Summary

Tumors are engulfed in a complex microenvironment (TME) including tumor cells, fibroblasts, and a diversity of immune cells. Currently, a new generation of cancer therapies based on modulation of the immune system response is in active clinical development with first promising results. Therefore, understanding the composition of TME in each tumor case is critically important to make a prognosis on the tumor progression and its response to treatment. However, we lack reliable and validated quantitative approaches to characterize the TME in order to facilitate the choice of the best existing therapy.

One part of this challenge is to be able to quantify the cellular composition of a tumor sample (called deconvolution problem in this context), using its bulk omics profile (global quantitative profiling of certain types of molecules, such as mRNA or epigenetic markers). In recent years, there was a remarkable explosion in the number of methods approaching this problem in several different ways. Most of them use pre-defined molecular signatures of specific cell types and extrapolate this information to previously unseen contexts. This can bias the TME quantification in those situations where the context under study is significantly different from the reference.

In theory, under certain assumptions, it is possible to separate complex signal mixtures, using classical and advanced methods of source separation and dimension reduction, without pre-existing source definitions. If such an approach (unsupervised deconvolution) is feasible to apply for bulk omic profiles of tumor samples, then this would make it possible to avoid the above mentioned contextual biases and provide insights into the context-specific signatures of cell types.

In this work, I developed a new method called DeconICA (Deconvolution of bulk omics datasets through Immune Component Analysis), based on the blind source separation methodology. DeconICA has an aim to decipher and quantify the biological signals shaping omics profiles of tumor samples or normal tissues. A particular focus of my study was on the immune system-related signals and discovering new signatures of immune cell types.

In order to make my work more accessible, I implemented the DeconICA method as an R package named “DeconICA”. By applying this software to the standard benchmark datasets, I demonstrated that DeconICA is able to quantify immune cells with accuracy comparable to published state-of-the-art methods but without a priori defining a cell type-specific signature genes. The implementation can work with existing deconvolution methods based on matrix factorization techniques such as Independent Component Analysis (ICA) or Non-Negative Matrix Factorization (NMF).

Finally, I applied DeconICA to a big corpus of data containing more than 100 transcriptomic datasets composed of, in total, over 28000 samples of 40 tumor types generated by different technologies and processed independently. This analysis demonstrated that ICA-based immune signals are reproducible between datasets and three major immune cell types: T-cells, B-cells and Myeloid cells can be reliably identified and quantified.

Additionally, I used the ICA-derived metagenes as context-specific signatures in order to study the characteristics of immune cells in different tumor types. The analysis revealed a large diversity and plasticity of immune cells dependent and independent on tumor type. Some conclusions of the study can be helpful in identification of new drug targets or biomarkers for immunotherapy of cancer.

*****

# [Work request A]
Answer these questions from the summary:
(i) What does the name DeconICA stand for?
(ii) How many tumor types were covered by the large corpus of data that DeconICA was applied to?
(iii) Which three major immune cell types could be reliably identified and quantified?
# [Work request B]
Reproduce everything in the summary from "Tumors are engulfed" down to "best existing therapy.", word for word.
The records come from a separate source and are unrelated to the summary.

# [Dataset excerpts]
*****

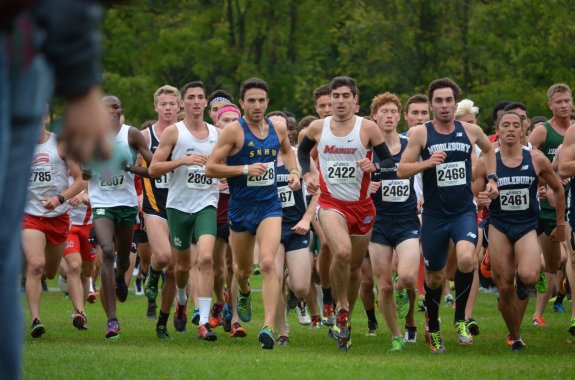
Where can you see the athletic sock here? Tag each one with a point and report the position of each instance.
(371, 315)
(205, 306)
(327, 297)
(181, 296)
(163, 318)
(463, 283)
(432, 301)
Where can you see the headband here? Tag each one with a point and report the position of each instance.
(230, 108)
(219, 99)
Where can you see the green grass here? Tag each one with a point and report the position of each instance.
(66, 353)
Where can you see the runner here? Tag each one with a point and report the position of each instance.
(346, 211)
(246, 154)
(513, 219)
(191, 203)
(445, 147)
(115, 206)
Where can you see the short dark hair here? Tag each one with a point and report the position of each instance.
(415, 99)
(338, 82)
(443, 83)
(515, 105)
(252, 83)
(219, 93)
(194, 84)
(500, 106)
(322, 90)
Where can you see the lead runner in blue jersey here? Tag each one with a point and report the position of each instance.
(396, 224)
(514, 251)
(246, 154)
(445, 147)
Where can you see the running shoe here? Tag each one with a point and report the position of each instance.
(341, 327)
(541, 285)
(91, 297)
(328, 317)
(244, 307)
(472, 326)
(151, 284)
(79, 320)
(180, 317)
(283, 341)
(237, 331)
(266, 338)
(216, 318)
(228, 315)
(315, 321)
(121, 289)
(303, 317)
(449, 300)
(436, 343)
(196, 316)
(558, 308)
(371, 328)
(397, 343)
(205, 333)
(518, 345)
(113, 329)
(410, 334)
(37, 329)
(151, 312)
(538, 321)
(401, 302)
(572, 326)
(464, 337)
(162, 332)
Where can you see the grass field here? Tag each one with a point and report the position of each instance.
(66, 353)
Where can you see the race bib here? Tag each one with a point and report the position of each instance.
(265, 179)
(164, 181)
(115, 182)
(339, 172)
(41, 176)
(395, 190)
(197, 178)
(286, 196)
(451, 174)
(514, 200)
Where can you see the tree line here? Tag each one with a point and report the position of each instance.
(495, 50)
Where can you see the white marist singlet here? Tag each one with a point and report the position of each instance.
(49, 178)
(340, 177)
(190, 190)
(111, 185)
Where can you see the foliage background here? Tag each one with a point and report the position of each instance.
(495, 50)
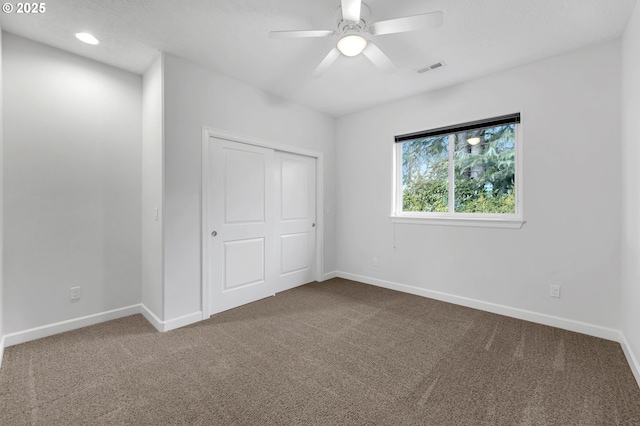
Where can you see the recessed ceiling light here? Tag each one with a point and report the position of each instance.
(87, 38)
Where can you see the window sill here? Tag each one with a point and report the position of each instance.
(479, 222)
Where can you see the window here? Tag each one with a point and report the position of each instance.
(467, 174)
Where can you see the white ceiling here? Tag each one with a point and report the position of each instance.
(230, 36)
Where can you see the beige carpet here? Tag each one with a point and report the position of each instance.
(337, 352)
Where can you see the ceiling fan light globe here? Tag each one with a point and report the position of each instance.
(351, 45)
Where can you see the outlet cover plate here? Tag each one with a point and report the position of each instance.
(75, 293)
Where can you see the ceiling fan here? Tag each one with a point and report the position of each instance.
(355, 33)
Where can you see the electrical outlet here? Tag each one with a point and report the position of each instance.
(75, 293)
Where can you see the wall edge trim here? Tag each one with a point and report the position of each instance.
(24, 336)
(329, 275)
(171, 324)
(1, 350)
(550, 320)
(631, 357)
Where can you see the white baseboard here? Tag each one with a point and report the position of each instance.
(68, 325)
(151, 317)
(170, 324)
(1, 350)
(550, 320)
(631, 358)
(329, 275)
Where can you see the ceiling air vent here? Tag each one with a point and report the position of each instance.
(430, 67)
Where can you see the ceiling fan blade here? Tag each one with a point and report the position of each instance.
(379, 59)
(300, 33)
(409, 23)
(351, 10)
(326, 62)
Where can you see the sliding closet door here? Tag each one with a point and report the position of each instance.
(295, 204)
(241, 239)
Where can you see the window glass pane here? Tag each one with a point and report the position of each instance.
(484, 164)
(425, 175)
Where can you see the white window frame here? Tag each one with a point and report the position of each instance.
(451, 218)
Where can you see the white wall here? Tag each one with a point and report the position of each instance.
(152, 176)
(194, 97)
(72, 185)
(1, 213)
(570, 108)
(631, 188)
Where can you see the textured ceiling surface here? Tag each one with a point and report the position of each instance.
(231, 37)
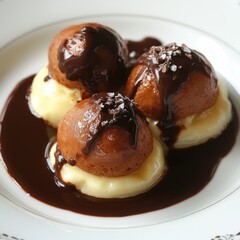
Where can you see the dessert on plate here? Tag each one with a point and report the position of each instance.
(83, 59)
(186, 104)
(134, 124)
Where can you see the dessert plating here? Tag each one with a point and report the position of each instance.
(105, 147)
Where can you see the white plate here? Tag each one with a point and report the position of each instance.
(31, 55)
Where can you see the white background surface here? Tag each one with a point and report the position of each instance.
(219, 18)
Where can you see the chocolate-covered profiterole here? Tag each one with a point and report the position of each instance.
(90, 56)
(176, 81)
(104, 135)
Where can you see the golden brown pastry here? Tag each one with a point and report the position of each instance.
(90, 57)
(104, 135)
(172, 82)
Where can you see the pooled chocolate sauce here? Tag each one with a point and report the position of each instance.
(96, 56)
(171, 66)
(23, 140)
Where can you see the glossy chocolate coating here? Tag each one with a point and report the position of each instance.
(93, 54)
(177, 81)
(105, 135)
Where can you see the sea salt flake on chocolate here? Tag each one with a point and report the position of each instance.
(111, 94)
(164, 68)
(173, 68)
(103, 123)
(186, 49)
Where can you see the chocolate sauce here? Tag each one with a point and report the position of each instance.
(23, 140)
(117, 110)
(137, 48)
(171, 66)
(96, 56)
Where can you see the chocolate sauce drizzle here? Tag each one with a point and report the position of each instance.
(137, 48)
(171, 66)
(96, 56)
(115, 110)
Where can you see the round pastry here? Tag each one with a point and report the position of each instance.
(182, 93)
(105, 135)
(170, 77)
(89, 56)
(106, 149)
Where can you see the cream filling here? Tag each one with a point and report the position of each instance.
(116, 187)
(50, 100)
(199, 128)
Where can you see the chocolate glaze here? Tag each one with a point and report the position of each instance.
(137, 48)
(115, 110)
(95, 56)
(23, 139)
(171, 66)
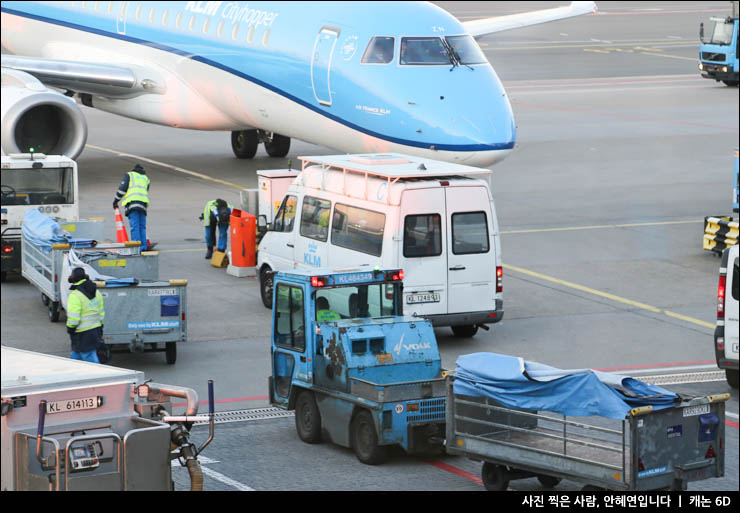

*****

# [Exercise output A]
(i) Deconvolution of bulk omics datasets through Immune Component Analysis
(ii) 40
(iii) T-cells, B-cells and Myeloid cells

# [Exercise output B]
Tumors are engulfed in a complex microenvironment (TME) including tumor cells, fibroblasts, and a diversity of immune cells. Currently, a new generation of cancer therapies based on modulation of the immune system response is in active clinical development with first promising results. Therefore, understanding the composition of TME in each tumor case is critically important to make a prognosis on the tumor progression and its response to treatment. However, we lack reliable and validated quantitative approaches to characterize the TME in order to facilitate the choice of the best existing therapy.